* Excerpt:
------------------------
But to call The Endgame a network TV version of Killing Eve is only seeing a fraction of the picture. If viewers are judging by the concept, the series also shares common DNA with two other NBC dramas, The Blacklist and The Enemy Within. Both those series also had a two-handed setup with a hero on one side and a villain on the other. While those shows were based on cooperation -- the latter even made Jennifer Carpenter's villain a former CIA agent -- they used the same basic idea of an underlying tension that played good against evil both literally and metaphorically. There's even a little bit of Blindspot, between an ongoing subplot and Blindspot alum Jordan Johnson-Hinds being an Endgame regular.

NBC will be able to pull in some curious viewers if it teases the comparison, given how Killing Eve is so critically acclaimed and viewers are wanting network shows that break from the procedural mold. Yet the network shouldn't set up an expectation that The Endgame won't meet. It's not a series where characters will be infiltrating kids' birthday parties or be seen as style icons (Elena's gorgeous dress aside), and it's set on the harsh streets of New York (the same location as New Amsterdam) instead of the beautiful locations of Europe. While Killing Eve has the psychological drama and the romantic angst down pat, The Endgame is a breathless, gritty thriller that punches the audience in the face. The two shows have similar vibes, but they're telling separate fantastic stories.
------------------------
* Entries shown:
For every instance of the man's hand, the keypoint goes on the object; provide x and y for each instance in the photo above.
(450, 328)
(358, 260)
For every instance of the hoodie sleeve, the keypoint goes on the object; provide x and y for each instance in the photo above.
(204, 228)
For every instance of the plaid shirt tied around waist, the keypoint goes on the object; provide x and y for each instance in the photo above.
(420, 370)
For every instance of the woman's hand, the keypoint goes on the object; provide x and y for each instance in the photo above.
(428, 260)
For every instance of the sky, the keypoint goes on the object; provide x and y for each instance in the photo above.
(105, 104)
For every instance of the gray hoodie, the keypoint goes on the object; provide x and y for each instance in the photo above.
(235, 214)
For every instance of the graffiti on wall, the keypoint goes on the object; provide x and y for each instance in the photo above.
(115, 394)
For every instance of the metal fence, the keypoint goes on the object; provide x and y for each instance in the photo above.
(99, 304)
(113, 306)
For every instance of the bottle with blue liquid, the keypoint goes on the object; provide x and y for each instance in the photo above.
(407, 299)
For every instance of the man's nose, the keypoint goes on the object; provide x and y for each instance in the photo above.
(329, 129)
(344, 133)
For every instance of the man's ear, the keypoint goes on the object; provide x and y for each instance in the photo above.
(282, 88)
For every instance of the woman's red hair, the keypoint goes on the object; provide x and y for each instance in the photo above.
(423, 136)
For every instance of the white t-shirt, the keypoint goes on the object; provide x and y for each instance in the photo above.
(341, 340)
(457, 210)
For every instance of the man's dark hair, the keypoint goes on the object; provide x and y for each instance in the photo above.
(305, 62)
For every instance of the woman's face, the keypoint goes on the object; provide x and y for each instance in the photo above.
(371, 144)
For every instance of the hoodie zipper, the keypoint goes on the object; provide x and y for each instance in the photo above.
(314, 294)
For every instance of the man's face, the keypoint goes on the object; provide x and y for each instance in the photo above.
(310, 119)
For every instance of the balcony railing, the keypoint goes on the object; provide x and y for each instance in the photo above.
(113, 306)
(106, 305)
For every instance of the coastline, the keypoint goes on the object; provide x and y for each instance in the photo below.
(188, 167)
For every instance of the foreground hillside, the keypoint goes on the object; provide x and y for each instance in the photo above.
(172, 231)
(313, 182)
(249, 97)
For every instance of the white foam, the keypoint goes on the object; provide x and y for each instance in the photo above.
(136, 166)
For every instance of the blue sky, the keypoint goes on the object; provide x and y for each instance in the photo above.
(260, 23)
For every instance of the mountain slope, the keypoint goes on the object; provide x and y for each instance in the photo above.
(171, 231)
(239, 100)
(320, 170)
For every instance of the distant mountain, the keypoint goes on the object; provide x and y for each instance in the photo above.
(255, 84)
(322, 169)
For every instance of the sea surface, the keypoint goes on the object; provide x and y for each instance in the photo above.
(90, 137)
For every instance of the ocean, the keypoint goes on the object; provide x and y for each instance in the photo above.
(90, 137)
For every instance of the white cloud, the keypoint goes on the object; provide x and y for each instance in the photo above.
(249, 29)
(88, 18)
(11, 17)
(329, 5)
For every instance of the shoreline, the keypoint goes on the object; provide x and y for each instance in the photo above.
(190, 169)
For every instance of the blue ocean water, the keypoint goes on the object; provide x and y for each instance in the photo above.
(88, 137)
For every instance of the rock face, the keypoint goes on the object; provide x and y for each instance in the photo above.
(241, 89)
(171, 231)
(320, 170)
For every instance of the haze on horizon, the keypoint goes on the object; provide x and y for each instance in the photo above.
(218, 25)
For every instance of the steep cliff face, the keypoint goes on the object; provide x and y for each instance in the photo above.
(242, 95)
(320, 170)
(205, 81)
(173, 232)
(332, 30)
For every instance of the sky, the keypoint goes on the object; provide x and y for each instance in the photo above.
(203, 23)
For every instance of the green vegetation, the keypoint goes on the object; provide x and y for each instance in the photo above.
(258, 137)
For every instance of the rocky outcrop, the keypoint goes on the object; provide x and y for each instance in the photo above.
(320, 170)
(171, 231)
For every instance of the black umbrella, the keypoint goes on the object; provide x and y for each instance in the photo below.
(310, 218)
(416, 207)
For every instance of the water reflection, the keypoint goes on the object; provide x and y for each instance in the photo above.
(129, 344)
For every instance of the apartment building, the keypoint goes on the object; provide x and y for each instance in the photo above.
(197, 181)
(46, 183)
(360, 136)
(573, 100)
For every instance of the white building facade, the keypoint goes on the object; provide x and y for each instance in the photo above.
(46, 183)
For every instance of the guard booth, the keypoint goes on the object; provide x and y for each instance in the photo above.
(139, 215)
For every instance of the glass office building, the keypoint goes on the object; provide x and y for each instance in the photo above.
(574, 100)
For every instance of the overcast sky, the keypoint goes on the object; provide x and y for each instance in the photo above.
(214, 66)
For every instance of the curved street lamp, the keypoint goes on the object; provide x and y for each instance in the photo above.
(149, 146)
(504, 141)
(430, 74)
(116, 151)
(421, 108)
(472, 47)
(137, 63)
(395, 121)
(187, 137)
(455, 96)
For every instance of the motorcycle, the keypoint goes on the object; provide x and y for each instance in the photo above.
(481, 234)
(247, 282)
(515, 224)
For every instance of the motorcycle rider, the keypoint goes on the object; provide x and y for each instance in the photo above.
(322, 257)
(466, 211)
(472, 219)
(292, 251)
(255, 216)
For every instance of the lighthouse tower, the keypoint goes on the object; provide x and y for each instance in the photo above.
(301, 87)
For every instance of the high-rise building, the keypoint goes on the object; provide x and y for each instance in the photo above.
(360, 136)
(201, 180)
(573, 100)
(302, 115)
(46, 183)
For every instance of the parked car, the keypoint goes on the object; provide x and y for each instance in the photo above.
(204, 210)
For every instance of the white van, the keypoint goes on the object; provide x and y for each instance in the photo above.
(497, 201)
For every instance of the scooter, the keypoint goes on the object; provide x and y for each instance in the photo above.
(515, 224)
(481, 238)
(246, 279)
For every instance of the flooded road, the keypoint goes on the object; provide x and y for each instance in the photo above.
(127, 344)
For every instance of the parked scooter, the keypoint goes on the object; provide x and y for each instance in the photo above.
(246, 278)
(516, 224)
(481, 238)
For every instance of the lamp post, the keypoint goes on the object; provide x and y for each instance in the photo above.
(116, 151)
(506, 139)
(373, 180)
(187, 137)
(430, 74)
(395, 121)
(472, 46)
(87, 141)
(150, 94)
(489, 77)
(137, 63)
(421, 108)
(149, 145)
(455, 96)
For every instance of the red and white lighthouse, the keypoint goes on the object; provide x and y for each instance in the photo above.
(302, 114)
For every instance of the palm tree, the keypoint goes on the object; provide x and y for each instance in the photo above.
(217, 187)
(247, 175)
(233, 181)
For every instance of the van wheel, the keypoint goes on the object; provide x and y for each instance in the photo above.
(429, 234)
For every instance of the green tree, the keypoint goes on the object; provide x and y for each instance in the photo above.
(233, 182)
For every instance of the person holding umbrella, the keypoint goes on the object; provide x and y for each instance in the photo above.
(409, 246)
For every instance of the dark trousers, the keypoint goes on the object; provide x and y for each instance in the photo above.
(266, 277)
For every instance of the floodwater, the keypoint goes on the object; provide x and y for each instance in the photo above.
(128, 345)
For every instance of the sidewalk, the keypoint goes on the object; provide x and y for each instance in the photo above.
------------------------
* Check your understanding:
a: Using the passage about The Endgame, rewrite the stretch from "But to call" through "an Endgame regular." with "villain" swapped for "antagonist".
b: Answer these from the passage about The Endgame:
(i) Which two other NBC dramas does The Endgame share common DNA with?
(ii) Which Blindspot alum is an Endgame regular?
(iii) On the streets of which city is The Endgame set?

* Answers per task:
a:
But to call The Endgame a network TV version of Killing Eve is only seeing a fraction of the picture. If viewers are judging by the concept, the series also shares common DNA with two other NBC dramas, The Blacklist and The Enemy Within. Both those series also had a two-handed setup with a hero on one side and a antagonist on the other. While those shows were based on cooperation -- the latter even made Jennifer Carpenter's antagonist a former CIA agent -- they used the same basic idea of an underlying tension that played good against evil both literally and metaphorically. There's even a little bit of Blindspot, between an ongoing subplot and Blindspot alum Jordan Johnson-Hinds being an Endgame regular.

b:
(i) The Blacklist and The Enemy Within
(ii) Jordan Johnson-Hinds
(iii) New York